International Holocaust Remembrance Day - January 27, 2021

Discussion in 'The Holocaust' started by John Ulferts, Jan 22, 2021.


Was Zylka wrong to have reacted the way that he did to the emaciated concentration camp inmate?

  1. Yes

    0 vote(s)
  2. No

    1 vote(s)
  1. John Ulferts

    John Ulferts Member

    International Holocaust Remembrance Day this year is January 27th, 2021. An estimated 11 million people died in the Holocaust - 6 million Jews and 5 million non-Jews including Russians, Poles, Catholics, Jehovah Witnesses, LGBT, and developmentally disabled. After watching white supremacist neo-Nazi hate groups accomplish what Hitler never did in storming our nation's capitol on January 6th, it is clearer than ever that we forget the lessons of the Holocaust at our nation's peril.
    What better way to confront Holocaust deniers than with the words of our own WW 2 veterans who liberated the concentration camps? In my book, I interviewed a number of veterans who liberated Dachau, Buchenwald, Ohrdruf, and other concentration camps.

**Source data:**
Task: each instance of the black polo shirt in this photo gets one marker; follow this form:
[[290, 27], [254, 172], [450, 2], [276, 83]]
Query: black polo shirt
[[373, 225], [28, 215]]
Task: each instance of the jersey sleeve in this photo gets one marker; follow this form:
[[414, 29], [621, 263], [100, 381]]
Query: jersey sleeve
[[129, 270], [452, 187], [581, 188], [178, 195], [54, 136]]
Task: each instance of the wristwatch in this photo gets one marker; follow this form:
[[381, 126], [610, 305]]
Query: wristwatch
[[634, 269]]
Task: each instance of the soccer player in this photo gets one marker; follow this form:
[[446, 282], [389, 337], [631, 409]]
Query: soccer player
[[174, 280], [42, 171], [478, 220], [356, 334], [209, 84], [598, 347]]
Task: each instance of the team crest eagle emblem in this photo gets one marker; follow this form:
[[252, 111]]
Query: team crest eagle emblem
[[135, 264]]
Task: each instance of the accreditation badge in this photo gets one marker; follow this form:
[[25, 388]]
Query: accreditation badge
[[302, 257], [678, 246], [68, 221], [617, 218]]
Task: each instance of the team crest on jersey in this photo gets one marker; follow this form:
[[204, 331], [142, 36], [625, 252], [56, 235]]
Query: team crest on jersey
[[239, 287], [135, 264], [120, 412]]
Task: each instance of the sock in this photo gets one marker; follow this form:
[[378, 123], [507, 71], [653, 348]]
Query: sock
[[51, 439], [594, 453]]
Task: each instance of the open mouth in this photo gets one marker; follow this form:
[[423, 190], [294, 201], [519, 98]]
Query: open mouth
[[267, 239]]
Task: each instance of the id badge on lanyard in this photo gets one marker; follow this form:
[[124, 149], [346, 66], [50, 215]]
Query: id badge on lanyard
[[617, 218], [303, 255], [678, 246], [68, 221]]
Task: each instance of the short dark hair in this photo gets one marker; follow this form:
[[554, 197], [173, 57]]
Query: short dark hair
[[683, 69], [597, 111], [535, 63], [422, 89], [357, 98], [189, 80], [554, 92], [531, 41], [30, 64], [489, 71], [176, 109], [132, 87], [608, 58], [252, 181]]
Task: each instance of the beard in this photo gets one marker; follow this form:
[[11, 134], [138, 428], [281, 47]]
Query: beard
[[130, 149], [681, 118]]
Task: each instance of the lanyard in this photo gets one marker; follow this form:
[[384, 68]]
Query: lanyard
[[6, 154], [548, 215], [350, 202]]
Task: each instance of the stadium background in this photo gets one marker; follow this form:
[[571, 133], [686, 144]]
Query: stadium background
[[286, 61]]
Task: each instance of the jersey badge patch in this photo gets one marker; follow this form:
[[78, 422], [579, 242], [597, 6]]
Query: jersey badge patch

**TASK:**
In the forum post, how many people are estimated to have died in the Holocaust, and how many of them were Jews?

**ANSWER TO THE PROBLEM:**
An estimated 11 million people died, 6 million of them Jews.